* [Problem details]:
Copy out every line of the items below, both the wording and the answers, with each pixel coordinate in the answers multiplied by 0.85 and rounded to a whole number, halves rounded up. Leave the pictures out.

* [Items]:
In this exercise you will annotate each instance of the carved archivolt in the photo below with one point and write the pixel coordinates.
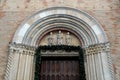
(21, 62)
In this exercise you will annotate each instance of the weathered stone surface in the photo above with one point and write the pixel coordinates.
(14, 12)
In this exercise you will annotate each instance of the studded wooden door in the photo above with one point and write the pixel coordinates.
(60, 69)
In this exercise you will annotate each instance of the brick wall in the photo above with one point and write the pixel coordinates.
(13, 12)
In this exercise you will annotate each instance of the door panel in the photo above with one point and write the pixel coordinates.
(59, 69)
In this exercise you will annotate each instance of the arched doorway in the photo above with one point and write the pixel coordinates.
(88, 31)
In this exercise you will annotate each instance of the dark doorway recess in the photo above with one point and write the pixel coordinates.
(59, 67)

* [Solved exercise]:
In this exercise you will annotate each instance of the carved archivolt in the photo below with one point and write the pixel coordinates.
(18, 53)
In this exercise you will annotate each instance of the weathered stone surface in the photo above with one point and write the pixel coordinates.
(12, 10)
In this exercise you will annotate each instance of the studded wooden door in the photo above with one point and write the pixel coordinates.
(51, 59)
In this exercise you will annotate each instance of the brick wall in the photo above with one point and write the pixel coordinates.
(11, 10)
In this exercise you will annotate each instance of the door panel in the photo above with one point and write the pixel coordinates.
(50, 59)
In this exercise you will annotate each instance of the arched doorway in the photo above with one point and write the pixel coordinates.
(75, 26)
In this exercise you will annotate each instance of the dark doorway recess in the photo above with one point and write the pixel coordinates.
(50, 57)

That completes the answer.